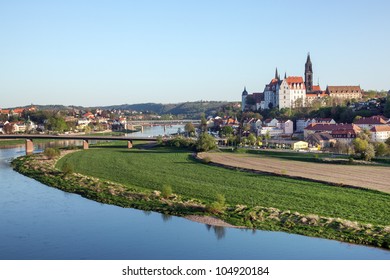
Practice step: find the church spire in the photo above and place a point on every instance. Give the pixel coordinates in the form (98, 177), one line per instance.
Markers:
(308, 74)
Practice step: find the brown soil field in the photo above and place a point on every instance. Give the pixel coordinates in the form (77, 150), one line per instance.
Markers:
(370, 177)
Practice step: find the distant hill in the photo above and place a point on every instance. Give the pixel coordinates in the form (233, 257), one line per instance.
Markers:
(187, 108)
(190, 109)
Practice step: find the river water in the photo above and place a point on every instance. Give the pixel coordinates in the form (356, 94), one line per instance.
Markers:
(40, 222)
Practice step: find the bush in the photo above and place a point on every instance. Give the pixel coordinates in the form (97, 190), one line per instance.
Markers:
(51, 152)
(67, 168)
(206, 160)
(166, 191)
(217, 206)
(205, 143)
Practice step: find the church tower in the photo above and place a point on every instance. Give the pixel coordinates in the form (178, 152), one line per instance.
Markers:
(243, 99)
(308, 74)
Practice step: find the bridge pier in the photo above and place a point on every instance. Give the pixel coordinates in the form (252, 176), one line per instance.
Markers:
(85, 144)
(29, 146)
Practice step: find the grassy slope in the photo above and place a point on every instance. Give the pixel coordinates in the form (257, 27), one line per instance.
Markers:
(151, 169)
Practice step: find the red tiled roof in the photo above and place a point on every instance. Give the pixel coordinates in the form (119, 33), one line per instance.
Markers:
(371, 120)
(343, 132)
(331, 127)
(316, 88)
(343, 89)
(380, 128)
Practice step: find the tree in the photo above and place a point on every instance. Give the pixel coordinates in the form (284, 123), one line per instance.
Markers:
(67, 168)
(251, 139)
(189, 128)
(51, 153)
(205, 143)
(267, 137)
(388, 141)
(369, 153)
(203, 123)
(386, 110)
(381, 149)
(166, 191)
(227, 131)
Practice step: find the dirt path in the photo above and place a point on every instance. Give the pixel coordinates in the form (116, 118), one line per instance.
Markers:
(371, 177)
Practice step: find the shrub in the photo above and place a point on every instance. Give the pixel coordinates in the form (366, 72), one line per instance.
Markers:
(217, 206)
(51, 152)
(67, 168)
(166, 191)
(206, 160)
(205, 143)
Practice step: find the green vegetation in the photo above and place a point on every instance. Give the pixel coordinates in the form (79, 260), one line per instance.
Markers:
(166, 191)
(205, 143)
(144, 170)
(144, 179)
(51, 153)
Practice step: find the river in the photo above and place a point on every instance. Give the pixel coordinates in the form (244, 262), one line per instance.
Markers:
(39, 222)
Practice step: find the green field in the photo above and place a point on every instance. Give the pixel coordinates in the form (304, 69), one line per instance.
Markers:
(153, 168)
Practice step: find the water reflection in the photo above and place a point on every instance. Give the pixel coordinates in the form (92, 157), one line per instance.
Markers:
(166, 217)
(38, 222)
(220, 232)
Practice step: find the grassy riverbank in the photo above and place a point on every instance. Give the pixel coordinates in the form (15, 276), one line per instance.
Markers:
(134, 178)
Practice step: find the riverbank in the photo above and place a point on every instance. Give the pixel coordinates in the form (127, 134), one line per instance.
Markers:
(353, 176)
(255, 216)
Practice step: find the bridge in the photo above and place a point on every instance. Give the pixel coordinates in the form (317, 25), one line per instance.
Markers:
(85, 138)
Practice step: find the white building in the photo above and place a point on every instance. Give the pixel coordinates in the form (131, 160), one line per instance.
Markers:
(302, 123)
(292, 93)
(270, 94)
(380, 133)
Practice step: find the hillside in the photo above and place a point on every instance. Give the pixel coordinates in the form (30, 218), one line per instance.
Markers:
(193, 109)
(186, 108)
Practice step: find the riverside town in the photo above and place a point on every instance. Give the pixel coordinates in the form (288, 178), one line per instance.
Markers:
(293, 158)
(194, 139)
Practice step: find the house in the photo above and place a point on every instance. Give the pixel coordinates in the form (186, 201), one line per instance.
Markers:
(271, 92)
(292, 93)
(19, 126)
(329, 128)
(271, 122)
(380, 133)
(321, 140)
(302, 123)
(370, 122)
(344, 135)
(289, 144)
(344, 92)
(275, 127)
(315, 96)
(287, 126)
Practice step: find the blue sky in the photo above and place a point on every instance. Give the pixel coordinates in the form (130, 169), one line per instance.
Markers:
(94, 53)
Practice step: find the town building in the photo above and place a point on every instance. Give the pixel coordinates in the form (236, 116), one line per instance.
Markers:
(321, 140)
(302, 123)
(370, 122)
(296, 91)
(380, 133)
(292, 93)
(344, 92)
(338, 131)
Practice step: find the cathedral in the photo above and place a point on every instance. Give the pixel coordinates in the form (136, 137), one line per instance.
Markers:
(294, 91)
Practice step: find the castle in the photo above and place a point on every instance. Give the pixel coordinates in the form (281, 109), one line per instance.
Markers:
(293, 92)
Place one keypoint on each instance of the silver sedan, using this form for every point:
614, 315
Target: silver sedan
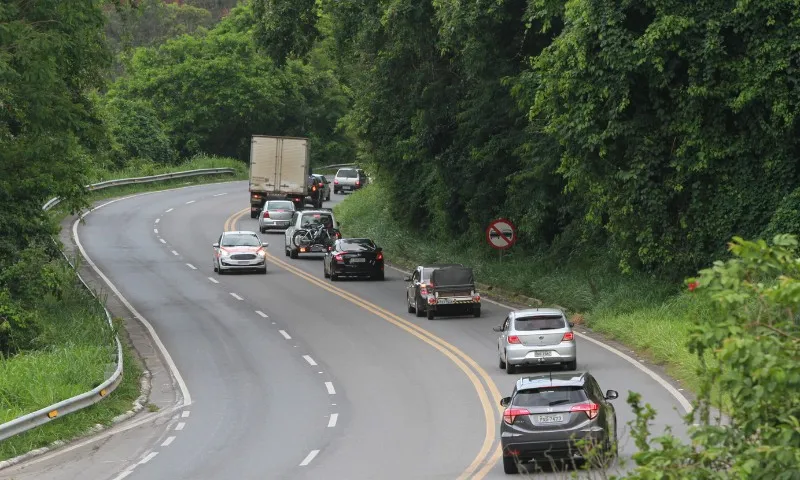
276, 214
536, 336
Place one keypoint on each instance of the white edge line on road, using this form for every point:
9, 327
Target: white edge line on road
685, 403
310, 360
309, 457
187, 398
147, 458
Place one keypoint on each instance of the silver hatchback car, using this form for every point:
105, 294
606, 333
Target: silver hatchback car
276, 214
536, 336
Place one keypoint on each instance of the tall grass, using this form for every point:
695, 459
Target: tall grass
643, 312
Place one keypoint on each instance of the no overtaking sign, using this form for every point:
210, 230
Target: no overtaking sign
501, 234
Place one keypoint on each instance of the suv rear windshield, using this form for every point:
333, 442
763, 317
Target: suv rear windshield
357, 245
539, 322
279, 205
549, 396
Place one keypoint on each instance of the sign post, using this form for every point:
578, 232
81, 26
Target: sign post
501, 235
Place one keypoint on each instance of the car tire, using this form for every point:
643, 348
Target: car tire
510, 465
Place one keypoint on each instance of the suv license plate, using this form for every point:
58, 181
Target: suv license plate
549, 418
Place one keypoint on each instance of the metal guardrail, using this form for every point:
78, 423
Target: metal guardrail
40, 417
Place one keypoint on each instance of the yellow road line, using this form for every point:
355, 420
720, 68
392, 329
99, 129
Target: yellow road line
447, 349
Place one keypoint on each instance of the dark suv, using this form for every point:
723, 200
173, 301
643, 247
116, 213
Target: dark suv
548, 414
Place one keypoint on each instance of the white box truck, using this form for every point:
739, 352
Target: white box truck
279, 169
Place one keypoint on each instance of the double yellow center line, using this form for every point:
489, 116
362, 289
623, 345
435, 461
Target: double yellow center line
487, 391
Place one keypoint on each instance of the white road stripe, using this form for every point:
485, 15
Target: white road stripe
309, 457
149, 457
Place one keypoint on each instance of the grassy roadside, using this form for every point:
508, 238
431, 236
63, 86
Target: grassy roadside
76, 342
644, 313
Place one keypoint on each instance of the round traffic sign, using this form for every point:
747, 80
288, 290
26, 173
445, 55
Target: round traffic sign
501, 234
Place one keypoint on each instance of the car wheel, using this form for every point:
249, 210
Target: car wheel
510, 465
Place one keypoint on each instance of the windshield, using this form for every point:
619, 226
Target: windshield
279, 205
240, 240
357, 245
549, 396
312, 219
539, 322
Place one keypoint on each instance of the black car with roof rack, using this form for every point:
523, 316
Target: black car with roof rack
558, 416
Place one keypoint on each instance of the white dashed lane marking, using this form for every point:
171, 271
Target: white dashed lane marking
309, 457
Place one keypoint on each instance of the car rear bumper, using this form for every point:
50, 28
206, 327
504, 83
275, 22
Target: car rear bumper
539, 355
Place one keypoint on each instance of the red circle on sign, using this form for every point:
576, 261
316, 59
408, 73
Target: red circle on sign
501, 234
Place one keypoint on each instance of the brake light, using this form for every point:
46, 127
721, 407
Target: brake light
511, 414
591, 409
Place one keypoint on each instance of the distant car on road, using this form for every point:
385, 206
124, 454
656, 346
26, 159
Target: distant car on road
276, 214
240, 250
536, 336
547, 414
353, 257
349, 179
325, 184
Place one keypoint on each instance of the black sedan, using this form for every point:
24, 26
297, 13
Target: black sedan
353, 257
558, 416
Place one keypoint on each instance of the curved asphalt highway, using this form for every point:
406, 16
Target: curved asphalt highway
293, 376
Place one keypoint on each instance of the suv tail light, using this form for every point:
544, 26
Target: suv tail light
591, 409
511, 414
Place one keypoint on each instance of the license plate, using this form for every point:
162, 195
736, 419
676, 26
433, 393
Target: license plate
549, 418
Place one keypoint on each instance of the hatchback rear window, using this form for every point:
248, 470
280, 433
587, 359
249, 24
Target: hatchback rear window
539, 322
549, 396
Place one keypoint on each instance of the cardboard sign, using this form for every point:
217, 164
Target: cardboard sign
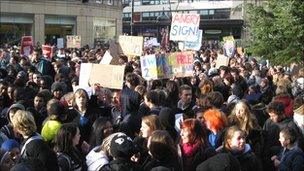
184, 27
60, 43
181, 64
195, 45
73, 42
229, 46
222, 60
151, 42
154, 66
109, 76
107, 58
27, 45
131, 45
47, 51
84, 76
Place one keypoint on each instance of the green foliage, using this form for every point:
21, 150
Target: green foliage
277, 30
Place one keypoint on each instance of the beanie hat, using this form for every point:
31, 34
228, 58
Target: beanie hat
50, 129
122, 146
233, 99
56, 87
10, 144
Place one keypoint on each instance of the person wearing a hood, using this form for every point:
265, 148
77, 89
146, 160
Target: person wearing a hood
8, 128
291, 156
283, 96
235, 144
100, 155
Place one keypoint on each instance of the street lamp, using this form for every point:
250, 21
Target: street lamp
161, 20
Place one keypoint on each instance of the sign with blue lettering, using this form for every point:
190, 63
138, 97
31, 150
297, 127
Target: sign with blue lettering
180, 64
195, 45
184, 27
154, 66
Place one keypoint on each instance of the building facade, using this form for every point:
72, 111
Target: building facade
218, 18
47, 20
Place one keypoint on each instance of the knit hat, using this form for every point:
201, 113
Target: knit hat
10, 144
233, 99
50, 129
56, 87
122, 146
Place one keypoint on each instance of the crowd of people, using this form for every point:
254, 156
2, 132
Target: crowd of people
246, 116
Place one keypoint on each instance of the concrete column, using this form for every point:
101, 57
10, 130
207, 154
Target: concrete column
84, 29
39, 28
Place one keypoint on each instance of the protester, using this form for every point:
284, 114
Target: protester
194, 147
235, 143
69, 157
33, 145
291, 157
152, 112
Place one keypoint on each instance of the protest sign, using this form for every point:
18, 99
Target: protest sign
180, 64
154, 66
27, 45
47, 51
60, 43
150, 42
131, 45
184, 27
229, 46
222, 60
195, 45
109, 76
73, 42
107, 58
84, 76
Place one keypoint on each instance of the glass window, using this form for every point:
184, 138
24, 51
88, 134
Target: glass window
145, 14
104, 29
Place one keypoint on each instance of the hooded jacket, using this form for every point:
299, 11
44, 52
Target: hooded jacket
96, 160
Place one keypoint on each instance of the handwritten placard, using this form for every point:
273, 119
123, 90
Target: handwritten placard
47, 51
73, 42
131, 45
180, 64
154, 66
184, 27
27, 45
109, 76
195, 45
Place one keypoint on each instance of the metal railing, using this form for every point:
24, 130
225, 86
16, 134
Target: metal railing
88, 2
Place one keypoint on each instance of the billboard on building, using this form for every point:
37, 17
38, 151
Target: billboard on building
184, 27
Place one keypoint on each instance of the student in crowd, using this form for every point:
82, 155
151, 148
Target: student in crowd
149, 124
246, 121
84, 113
122, 149
101, 129
291, 156
194, 147
235, 143
8, 129
69, 157
100, 155
12, 147
276, 122
162, 151
33, 145
56, 117
185, 104
216, 123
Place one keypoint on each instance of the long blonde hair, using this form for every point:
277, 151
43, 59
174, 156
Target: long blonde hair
247, 122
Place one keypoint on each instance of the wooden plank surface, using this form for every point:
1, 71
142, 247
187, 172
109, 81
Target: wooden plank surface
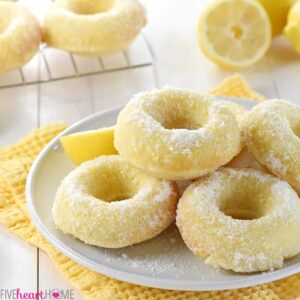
171, 31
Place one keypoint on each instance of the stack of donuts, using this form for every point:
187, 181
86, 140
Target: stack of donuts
241, 210
97, 27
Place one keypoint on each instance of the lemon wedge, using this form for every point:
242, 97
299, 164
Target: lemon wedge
87, 145
234, 33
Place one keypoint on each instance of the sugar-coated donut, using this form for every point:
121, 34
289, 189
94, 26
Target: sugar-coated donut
176, 134
240, 219
244, 159
272, 135
107, 203
96, 27
20, 35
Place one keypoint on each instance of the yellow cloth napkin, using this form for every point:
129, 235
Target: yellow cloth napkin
15, 161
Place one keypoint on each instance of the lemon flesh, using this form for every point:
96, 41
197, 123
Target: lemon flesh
234, 33
292, 29
87, 145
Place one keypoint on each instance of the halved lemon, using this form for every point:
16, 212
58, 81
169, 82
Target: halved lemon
87, 145
234, 33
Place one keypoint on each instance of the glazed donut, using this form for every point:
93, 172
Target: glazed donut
176, 134
20, 35
98, 27
241, 220
272, 135
107, 203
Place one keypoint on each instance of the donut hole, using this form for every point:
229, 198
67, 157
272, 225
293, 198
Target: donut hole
179, 122
111, 184
89, 7
245, 205
296, 130
177, 112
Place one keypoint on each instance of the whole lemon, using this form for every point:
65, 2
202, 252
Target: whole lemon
292, 29
278, 11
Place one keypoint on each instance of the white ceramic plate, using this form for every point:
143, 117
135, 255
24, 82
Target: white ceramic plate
163, 262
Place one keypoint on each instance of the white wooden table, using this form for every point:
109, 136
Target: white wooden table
171, 31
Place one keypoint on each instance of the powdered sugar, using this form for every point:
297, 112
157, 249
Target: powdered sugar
276, 164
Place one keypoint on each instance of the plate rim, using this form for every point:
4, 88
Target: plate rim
134, 278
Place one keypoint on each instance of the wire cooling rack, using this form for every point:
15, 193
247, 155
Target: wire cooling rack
51, 64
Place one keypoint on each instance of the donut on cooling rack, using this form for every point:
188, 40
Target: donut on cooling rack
94, 28
176, 134
20, 36
240, 219
107, 203
272, 135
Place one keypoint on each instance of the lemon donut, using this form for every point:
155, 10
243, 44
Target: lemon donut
244, 159
272, 135
20, 36
176, 134
240, 219
107, 203
98, 27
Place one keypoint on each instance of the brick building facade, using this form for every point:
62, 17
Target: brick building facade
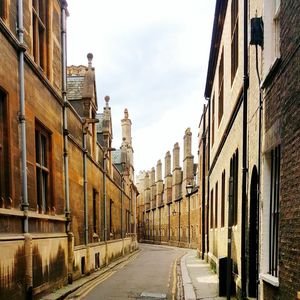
167, 211
67, 197
250, 198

-*-*-

The lines above that hold the word "church" are the ones to copy.

ANSWER BELOW:
Practice step: find the church spire in the photo above and place a point on every instance. Give the pixel coordinates in the form (98, 177), one line per instance.
Practice step: find the church tower in the photo above and place a point on every instance. Give the pixel coordinates in the form (178, 152), one line per instance.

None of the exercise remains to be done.